**Prompt**
The records that follow must be reproduced in full, with every picture excluded.
Given information below:
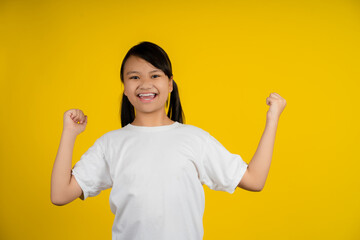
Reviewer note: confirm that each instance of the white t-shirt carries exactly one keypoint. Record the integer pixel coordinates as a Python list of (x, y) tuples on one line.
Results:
[(156, 175)]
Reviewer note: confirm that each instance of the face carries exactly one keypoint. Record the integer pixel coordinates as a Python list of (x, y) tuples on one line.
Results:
[(142, 77)]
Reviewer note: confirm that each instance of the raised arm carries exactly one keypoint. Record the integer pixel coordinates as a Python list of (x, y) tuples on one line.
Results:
[(64, 187), (255, 176)]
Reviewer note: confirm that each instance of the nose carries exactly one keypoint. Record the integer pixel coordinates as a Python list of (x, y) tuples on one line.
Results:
[(146, 83)]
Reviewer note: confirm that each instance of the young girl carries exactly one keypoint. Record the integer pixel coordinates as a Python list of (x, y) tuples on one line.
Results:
[(156, 164)]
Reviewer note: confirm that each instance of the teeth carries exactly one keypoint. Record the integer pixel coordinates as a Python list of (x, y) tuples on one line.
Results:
[(146, 94)]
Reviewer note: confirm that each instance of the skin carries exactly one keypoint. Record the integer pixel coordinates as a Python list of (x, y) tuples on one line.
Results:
[(149, 113), (255, 176), (64, 187)]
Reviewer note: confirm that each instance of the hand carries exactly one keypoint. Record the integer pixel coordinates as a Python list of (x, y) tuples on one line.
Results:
End of Given information.
**Exercise answer**
Reviewer note: confirm that each instance of the white t-shirt carries exactly one keypoint. Record the integer pixel coordinates as a Python list of (x, y) tuples on one line.
Results:
[(156, 175)]
Reviewer note: confirm that each instance of the face carries exactly one keypoint. Record the integer pixel coordinates as a Python list of (x, y) tuples on one line.
Results:
[(142, 77)]
Reviewer note: confirm that each instance of the raised arm carries exactly one keypoint. Record the integer pixel coordinates as a Python list of (x, y) tuples on one line.
Results:
[(64, 187), (255, 176)]
Reviewer note: confirm that each instance of the nose carries exactly one keypoint. Record the integer pixel coordinates as a Python list of (x, y) tuples on one line.
Results:
[(146, 83)]
Reviewer note: confirm that each instance of the young girl carries exactly one keypoint. Record the integer pixel coordinates as a Python list of (x, y) tuples on one line.
Results:
[(156, 164)]
Reviewer note: confirm that each instance of the teeth carries exactly one keypoint. Record the integer pixel coordinates as a Python list of (x, y) tuples on one line.
Results:
[(146, 94)]
Reviewer note: confirm that each instance of the skin carries exactly one keypoint. Record the integer pixel coordinates as a Python list of (x, y) tuples on one line.
Results:
[(149, 113), (255, 176), (64, 187)]
Reviewer note: confirm that each instance of the hand carries exactly one keypoint. Record the integer pixel coordinates as a Python list of (x, y) tuples on one line.
Results:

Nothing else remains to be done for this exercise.